Retype each of the entries below word for word, leaving out the pictures.

— start of Given data —

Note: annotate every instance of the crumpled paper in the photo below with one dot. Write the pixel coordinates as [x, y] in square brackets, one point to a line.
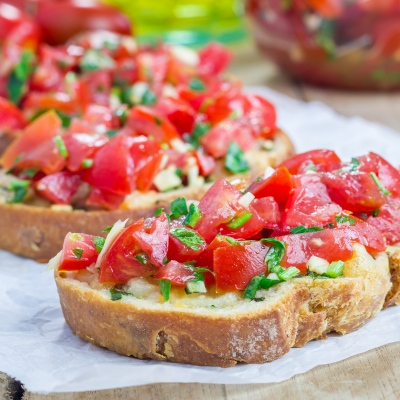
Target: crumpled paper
[39, 349]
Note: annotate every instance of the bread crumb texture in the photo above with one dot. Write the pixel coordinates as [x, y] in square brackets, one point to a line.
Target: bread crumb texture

— end of Given data —

◆ Reply
Note: annotate every instance of the crumpled paper in the photo below with one dot. Write the pixel coordinates as [x, y] in square brackets, one point to a line.
Target: crumpled paper
[39, 349]
Note: annotate every instance of the bread crumb texture in the photo above with one dot. Write the pixel coordinates as [x, y] in square brackets, one point to a line.
Target: bread crumb texture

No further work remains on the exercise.